# What the task requires:
Print the records word for word, starting at the beginning of the records and ending at the line that contains "[387,242,527,265]", both ends included. Leave the pictures out of your answer.

# Data section:
+++

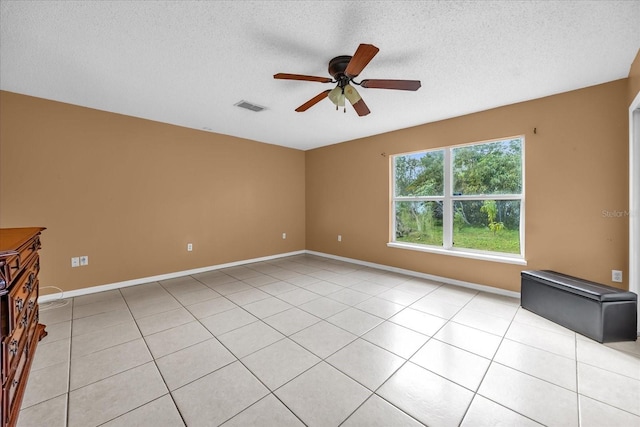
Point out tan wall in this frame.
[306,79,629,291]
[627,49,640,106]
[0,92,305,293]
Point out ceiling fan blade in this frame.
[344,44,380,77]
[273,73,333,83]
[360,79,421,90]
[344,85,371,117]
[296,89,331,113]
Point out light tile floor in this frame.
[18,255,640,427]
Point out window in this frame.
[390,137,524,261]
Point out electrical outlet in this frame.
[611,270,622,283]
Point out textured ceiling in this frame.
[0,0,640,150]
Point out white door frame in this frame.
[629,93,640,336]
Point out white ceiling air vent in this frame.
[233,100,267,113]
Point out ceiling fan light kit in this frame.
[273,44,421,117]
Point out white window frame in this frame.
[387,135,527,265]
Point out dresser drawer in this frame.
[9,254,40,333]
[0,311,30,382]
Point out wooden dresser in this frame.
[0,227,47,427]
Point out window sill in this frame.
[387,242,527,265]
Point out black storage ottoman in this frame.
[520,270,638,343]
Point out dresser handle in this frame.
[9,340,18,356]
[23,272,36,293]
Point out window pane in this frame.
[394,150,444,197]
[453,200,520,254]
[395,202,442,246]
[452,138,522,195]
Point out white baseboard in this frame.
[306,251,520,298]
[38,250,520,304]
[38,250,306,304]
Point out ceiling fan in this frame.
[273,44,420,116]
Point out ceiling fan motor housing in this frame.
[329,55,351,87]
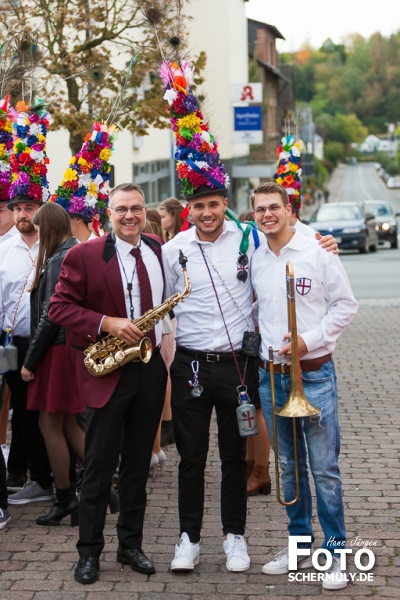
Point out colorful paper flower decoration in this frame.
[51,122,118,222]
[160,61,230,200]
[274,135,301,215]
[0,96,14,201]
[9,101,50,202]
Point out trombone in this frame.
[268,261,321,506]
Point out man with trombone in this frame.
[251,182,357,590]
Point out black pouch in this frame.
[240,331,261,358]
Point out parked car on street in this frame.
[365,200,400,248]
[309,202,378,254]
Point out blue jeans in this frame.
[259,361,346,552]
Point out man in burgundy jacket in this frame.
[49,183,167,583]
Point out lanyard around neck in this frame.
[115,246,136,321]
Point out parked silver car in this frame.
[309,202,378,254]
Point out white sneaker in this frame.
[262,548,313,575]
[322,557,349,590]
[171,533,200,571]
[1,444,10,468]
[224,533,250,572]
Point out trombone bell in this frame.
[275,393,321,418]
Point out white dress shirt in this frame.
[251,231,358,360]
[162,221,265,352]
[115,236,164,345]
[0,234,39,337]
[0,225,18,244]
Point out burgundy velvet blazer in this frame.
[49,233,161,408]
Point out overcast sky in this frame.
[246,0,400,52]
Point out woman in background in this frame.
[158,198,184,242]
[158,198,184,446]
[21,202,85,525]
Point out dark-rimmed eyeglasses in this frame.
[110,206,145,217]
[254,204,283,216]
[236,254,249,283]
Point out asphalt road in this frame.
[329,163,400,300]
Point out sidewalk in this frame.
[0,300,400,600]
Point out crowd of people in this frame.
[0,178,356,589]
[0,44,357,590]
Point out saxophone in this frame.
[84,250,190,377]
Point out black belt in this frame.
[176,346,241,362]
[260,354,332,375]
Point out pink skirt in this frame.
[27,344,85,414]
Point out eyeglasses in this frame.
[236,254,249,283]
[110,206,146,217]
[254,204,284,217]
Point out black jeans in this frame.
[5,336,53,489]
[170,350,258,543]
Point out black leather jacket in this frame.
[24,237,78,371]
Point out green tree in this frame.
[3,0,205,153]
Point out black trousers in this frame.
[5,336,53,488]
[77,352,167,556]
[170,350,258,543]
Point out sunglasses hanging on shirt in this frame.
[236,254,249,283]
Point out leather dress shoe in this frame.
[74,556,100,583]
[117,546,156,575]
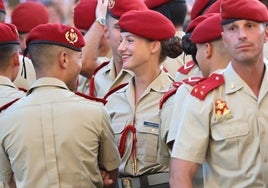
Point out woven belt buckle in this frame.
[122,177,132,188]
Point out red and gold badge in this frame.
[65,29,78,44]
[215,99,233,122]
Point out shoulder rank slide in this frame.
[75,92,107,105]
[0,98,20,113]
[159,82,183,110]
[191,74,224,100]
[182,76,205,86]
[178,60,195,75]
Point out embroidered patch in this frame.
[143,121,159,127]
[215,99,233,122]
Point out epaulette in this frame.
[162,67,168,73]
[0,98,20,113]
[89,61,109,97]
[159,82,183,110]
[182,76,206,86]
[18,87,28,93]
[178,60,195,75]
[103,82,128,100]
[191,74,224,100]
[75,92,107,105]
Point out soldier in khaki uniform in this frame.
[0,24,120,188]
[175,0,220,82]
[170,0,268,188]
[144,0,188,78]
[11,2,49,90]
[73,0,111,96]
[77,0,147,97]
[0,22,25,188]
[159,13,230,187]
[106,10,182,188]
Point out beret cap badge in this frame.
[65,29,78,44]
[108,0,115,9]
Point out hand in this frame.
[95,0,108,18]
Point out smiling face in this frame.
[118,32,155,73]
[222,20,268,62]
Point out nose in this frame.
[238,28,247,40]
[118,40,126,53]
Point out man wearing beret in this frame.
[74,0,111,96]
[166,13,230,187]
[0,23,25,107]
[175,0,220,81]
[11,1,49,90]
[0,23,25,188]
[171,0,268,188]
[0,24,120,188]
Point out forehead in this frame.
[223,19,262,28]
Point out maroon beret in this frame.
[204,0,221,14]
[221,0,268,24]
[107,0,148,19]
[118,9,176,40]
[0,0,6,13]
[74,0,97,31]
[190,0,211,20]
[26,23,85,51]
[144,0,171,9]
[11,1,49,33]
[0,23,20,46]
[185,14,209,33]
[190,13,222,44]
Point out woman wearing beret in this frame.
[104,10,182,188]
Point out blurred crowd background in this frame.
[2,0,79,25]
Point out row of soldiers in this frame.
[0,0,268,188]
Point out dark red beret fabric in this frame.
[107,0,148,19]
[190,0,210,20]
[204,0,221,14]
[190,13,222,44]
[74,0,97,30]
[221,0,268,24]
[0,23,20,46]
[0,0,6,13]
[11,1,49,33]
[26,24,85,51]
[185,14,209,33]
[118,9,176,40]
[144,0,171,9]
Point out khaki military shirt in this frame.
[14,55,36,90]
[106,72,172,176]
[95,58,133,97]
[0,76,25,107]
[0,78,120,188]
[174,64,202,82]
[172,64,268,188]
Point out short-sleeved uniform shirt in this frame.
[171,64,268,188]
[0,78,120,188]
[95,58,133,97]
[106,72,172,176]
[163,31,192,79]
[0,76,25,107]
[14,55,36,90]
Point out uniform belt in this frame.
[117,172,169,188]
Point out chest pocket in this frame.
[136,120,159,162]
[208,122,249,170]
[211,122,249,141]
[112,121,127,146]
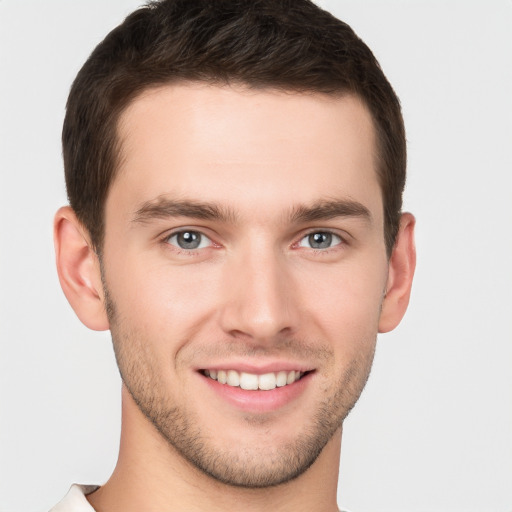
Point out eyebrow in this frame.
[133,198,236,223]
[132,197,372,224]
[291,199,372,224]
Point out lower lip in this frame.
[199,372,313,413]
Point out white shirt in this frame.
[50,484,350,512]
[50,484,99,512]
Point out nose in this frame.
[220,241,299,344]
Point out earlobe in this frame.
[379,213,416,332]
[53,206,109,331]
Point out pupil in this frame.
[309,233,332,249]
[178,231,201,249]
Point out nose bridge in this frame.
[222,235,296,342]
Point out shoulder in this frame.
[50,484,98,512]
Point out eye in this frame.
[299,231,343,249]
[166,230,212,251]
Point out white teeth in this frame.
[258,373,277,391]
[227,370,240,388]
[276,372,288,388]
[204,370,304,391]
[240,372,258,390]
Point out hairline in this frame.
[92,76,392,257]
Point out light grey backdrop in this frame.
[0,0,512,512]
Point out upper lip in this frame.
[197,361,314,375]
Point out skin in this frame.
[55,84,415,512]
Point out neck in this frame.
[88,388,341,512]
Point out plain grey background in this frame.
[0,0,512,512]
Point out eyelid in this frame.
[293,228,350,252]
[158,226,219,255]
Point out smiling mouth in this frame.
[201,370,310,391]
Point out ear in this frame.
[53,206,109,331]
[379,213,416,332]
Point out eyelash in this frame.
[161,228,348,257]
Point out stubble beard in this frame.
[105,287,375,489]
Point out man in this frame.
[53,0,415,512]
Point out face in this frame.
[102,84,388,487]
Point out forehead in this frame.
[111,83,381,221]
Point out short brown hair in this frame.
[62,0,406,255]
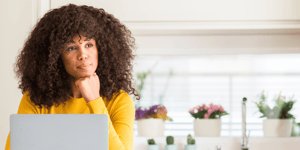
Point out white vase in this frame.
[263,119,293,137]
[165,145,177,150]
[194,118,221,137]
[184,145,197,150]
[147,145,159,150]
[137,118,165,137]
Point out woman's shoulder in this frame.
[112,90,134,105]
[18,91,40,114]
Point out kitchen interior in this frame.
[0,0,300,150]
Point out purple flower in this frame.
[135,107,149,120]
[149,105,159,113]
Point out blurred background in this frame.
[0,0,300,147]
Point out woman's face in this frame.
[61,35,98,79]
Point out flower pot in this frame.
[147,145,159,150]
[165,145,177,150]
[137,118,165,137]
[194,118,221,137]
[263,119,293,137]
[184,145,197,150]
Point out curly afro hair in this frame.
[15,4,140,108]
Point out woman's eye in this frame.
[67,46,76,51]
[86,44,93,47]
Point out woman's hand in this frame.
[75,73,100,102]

+++

# Worked answer:
Point out tan wall in this frame.
[306,79,629,291]
[627,49,640,106]
[0,92,305,293]
Point out ceiling fan blade in this frame.
[344,44,380,77]
[273,73,333,83]
[360,79,421,90]
[344,85,371,117]
[296,89,331,113]
Point out light tile floor in this frame.
[18,255,640,427]
Point out window in this frame.
[390,137,524,261]
Point out electrical outlet in this frame.
[611,270,622,283]
Point out textured ceiling in this frame.
[0,0,640,150]
Point out white door frame in this frame.
[629,93,640,336]
Point out white ceiling air vent in this frame.
[233,100,267,113]
Point out ceiling fan light kit in this frame.
[273,44,421,117]
Point out white window frame in this frame.
[387,135,527,265]
Point out dresser drawer in this frame.
[9,254,40,333]
[0,311,30,382]
Point out wooden dresser in this frame.
[0,227,47,427]
Point out window sill in this frame.
[387,242,527,265]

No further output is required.